» DESCRIPTION OF THE TASK: Exactly reproduce the lines from the line containing "the input photo" to the end of the data below, inclusive, and nothing else.

---------- PROVIDED MATERIAL

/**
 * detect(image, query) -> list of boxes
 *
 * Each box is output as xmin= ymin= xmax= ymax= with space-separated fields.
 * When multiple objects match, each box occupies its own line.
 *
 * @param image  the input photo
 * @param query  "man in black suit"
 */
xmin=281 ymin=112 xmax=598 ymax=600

--------------------

» RESULT BELOW:
 * @param image  the input photo
 * @param query  "man in black suit"
 */
xmin=281 ymin=112 xmax=598 ymax=600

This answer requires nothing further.